▽

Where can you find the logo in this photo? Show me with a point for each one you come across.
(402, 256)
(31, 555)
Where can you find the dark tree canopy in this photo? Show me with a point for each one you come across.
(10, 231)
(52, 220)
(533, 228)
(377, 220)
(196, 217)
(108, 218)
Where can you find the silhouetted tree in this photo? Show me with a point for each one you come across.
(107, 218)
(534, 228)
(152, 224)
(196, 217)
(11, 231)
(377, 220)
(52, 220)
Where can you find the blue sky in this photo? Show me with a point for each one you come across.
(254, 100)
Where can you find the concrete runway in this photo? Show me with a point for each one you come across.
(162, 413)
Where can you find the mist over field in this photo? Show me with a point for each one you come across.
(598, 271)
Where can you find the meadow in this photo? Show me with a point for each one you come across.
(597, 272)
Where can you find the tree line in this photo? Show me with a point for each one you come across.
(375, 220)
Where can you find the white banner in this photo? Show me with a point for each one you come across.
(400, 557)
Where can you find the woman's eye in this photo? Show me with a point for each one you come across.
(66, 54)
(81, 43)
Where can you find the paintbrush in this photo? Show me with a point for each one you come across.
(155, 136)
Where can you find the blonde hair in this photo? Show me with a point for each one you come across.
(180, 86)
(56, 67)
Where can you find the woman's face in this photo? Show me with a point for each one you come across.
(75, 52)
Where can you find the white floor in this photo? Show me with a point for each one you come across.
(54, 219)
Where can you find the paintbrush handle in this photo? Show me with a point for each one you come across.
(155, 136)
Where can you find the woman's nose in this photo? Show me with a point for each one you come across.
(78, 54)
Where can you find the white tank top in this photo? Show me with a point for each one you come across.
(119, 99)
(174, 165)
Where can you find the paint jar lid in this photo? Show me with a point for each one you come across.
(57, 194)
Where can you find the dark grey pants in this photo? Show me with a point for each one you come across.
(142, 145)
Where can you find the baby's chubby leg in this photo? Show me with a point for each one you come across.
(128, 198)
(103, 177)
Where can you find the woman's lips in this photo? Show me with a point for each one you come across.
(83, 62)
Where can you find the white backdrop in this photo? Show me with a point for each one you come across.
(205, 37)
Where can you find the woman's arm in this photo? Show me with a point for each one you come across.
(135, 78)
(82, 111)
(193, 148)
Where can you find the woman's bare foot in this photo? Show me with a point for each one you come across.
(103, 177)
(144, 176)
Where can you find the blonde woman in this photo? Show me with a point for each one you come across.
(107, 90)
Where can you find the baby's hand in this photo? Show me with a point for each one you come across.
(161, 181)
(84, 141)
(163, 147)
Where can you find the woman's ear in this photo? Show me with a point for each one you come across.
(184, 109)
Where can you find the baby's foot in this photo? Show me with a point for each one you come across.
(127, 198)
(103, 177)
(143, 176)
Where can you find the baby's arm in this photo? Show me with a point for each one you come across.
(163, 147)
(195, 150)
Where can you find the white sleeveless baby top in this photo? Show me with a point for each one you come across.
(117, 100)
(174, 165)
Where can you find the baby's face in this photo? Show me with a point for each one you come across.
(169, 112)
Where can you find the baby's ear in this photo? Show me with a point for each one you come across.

△

• [REQUIRED ACTION] Type the data again exactly. Leave nothing out.

• [PROBLEM SOLUTION]
Where can you find the logo in this photo? Show me with a point for each one you come across.
(402, 256)
(31, 555)
Where can you find the dark tree canopy in this photo? Show me with a point for each one you come across.
(10, 231)
(52, 220)
(533, 228)
(377, 220)
(196, 217)
(108, 218)
Where can you find the silhouetted tree in this photo? Show me with a point for each one you come across.
(107, 218)
(534, 228)
(152, 224)
(196, 217)
(11, 231)
(377, 220)
(52, 220)
Where can you find the blue sky in this photo? Show me with a point for each one you come across.
(254, 100)
Where can you find the concrete runway in this photo? Show me with a point for each one you come across.
(162, 413)
Where can you find the mist over field in this photo? Show me with a point for each one you come across.
(598, 271)
Where can you find the meadow in this photo? Show me with a point for each one you come across.
(597, 272)
Where can you find the tree line in this photo? Show me with a point for each one you come across.
(375, 220)
Where can you find the white banner in this photo? Show me with a point for each one you come across.
(400, 557)
Where can you find the woman's eye in this photo? Show me with a point for each one you come across.
(66, 54)
(81, 43)
Where can you find the paintbrush in this photo? Show me with a point for each one you come across.
(155, 136)
Where can you find the blonde hair in this photo? Show me with a point for each one you come across.
(180, 86)
(56, 67)
Where can you find the woman's face in this photo? Show me with a point for each one you come across.
(75, 52)
Where can you find the white floor in this photo? Show me with a point for each one you come across.
(54, 219)
Where can you find the paintbrush handle in this photo? Show me with a point for each one you come across.
(155, 136)
Where can you find the woman's nose in this photo? Show me with a point for each one you come across.
(78, 54)
Where can you find the white tank top in this photo? Show me with a point for each one you come across.
(119, 99)
(174, 165)
Where can you find the paint jar lid in this photo? Show me with a point for each one you come across.
(57, 194)
Where can you find the dark grey pants in this photo? Show me with a point for each one you come across.
(142, 145)
Where can you find the baby's chubby leg in this photo? Show me with a point for each one you come across.
(128, 198)
(103, 177)
Where can you find the woman's lips in this photo? Show me with a point for each one you come across.
(83, 62)
Where can you find the white backdrop in this photo? Show me with a point for each one you come across.
(205, 37)
Where can you find the woman's arm in this photo? Show me with a point for each one you come across.
(135, 78)
(82, 111)
(193, 148)
Where can you find the woman's bare foot in this photo? Show me with a point for each one you come across.
(103, 177)
(144, 176)
Where can you find the blonde woman in this photo? Show me with a point for each one you come across.
(107, 90)
Where can you find the baby's hand in this photo? Show me with a point for each one you come across.
(161, 181)
(84, 141)
(163, 147)
Where can you find the woman's ear in this photo? Show me with a point for each one you come across.
(184, 109)
Where can you find the baby's foot in this photo? Show me with a point for each one you come across.
(127, 198)
(103, 177)
(143, 176)
Where can you find the baby's arm in this photo? Show me with a point for each one you come across.
(163, 147)
(195, 150)
Where can you find the white sleeveless baby top in this photo? Show me with a point for each one you come across.
(117, 100)
(174, 165)
Where can you find the baby's face in this photo? Show me with a point for each one you come across.
(169, 112)
Where can you find the baby's ear in this photo? Show me with a point for each one you come across.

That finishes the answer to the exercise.